- _WORK REQUIRED_
Copy the items from the line containing "the silver sports" through the end of the items, inclusive, and raise each coordinate in the answer points by 123. Leave the sample points in the requests unchanged.

====== DATA ENTRIES

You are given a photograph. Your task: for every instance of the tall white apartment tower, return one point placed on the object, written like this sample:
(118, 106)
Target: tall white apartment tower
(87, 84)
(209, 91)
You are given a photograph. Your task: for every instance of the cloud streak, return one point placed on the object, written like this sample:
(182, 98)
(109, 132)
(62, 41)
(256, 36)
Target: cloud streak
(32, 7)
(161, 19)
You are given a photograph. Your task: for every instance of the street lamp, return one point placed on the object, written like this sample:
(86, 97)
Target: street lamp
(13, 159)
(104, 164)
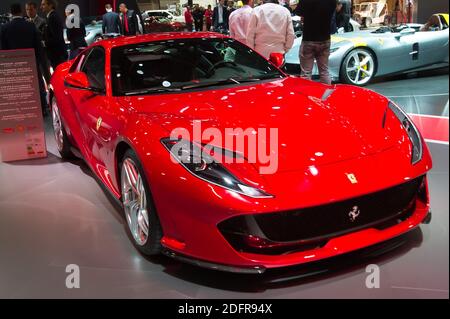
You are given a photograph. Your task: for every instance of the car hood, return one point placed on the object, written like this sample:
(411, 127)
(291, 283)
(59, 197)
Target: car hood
(315, 124)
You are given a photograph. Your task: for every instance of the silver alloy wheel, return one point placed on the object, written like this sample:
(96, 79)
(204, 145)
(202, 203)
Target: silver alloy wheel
(360, 67)
(134, 201)
(57, 126)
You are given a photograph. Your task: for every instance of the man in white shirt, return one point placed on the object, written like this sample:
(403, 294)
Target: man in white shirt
(239, 21)
(270, 29)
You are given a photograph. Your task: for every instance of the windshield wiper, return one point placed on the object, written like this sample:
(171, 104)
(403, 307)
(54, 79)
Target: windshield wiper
(150, 91)
(199, 85)
(226, 81)
(208, 84)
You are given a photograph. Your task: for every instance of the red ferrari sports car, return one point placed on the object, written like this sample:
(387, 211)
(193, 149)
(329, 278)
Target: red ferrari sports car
(349, 167)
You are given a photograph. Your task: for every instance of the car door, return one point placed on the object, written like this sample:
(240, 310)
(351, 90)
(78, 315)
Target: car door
(89, 104)
(433, 46)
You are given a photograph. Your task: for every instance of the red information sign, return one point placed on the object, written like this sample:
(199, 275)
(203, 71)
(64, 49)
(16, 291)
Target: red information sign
(21, 123)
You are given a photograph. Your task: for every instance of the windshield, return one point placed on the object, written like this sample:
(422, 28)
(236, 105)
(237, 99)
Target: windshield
(185, 64)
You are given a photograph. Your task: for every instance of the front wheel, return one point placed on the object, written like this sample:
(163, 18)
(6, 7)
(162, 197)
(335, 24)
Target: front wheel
(358, 68)
(140, 213)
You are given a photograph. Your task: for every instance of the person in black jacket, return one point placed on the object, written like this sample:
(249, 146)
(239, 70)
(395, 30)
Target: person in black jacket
(111, 21)
(54, 34)
(21, 34)
(220, 17)
(76, 36)
(128, 21)
(342, 17)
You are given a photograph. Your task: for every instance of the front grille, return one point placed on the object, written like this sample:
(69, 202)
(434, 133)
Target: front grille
(312, 227)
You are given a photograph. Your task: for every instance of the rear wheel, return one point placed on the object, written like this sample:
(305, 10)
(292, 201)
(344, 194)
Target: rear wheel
(358, 67)
(62, 141)
(143, 222)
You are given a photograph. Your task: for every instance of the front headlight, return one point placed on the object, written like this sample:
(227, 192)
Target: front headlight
(332, 50)
(411, 129)
(199, 163)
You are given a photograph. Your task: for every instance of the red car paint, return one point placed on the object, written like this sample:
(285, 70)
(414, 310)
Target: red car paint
(336, 136)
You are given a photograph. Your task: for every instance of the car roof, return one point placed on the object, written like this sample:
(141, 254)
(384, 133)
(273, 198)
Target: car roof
(123, 41)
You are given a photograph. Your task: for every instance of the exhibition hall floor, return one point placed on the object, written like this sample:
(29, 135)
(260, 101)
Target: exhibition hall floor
(54, 213)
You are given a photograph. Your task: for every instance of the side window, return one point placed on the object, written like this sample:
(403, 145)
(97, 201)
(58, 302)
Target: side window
(76, 66)
(94, 67)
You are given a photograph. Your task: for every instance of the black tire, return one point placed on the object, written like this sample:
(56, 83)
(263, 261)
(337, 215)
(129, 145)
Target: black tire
(65, 148)
(153, 245)
(343, 72)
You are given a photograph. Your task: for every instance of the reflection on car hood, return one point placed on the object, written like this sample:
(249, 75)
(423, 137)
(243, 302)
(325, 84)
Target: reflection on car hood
(317, 125)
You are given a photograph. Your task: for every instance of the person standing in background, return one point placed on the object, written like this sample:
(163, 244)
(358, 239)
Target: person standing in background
(230, 7)
(54, 34)
(21, 34)
(32, 16)
(111, 21)
(342, 18)
(220, 17)
(129, 24)
(197, 14)
(39, 22)
(317, 18)
(189, 19)
(270, 29)
(240, 20)
(76, 36)
(208, 18)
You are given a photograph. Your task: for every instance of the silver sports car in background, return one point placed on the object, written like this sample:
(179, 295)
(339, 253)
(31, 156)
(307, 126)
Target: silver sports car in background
(357, 57)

============

- _RESULT OF THE EXERCISE_
You are given a photograph. Your task: for every instance of the silver sports car in background, return one point placed on the object, written like this sample:
(179, 295)
(339, 253)
(31, 156)
(307, 126)
Target: silver sports car in background
(480, 180)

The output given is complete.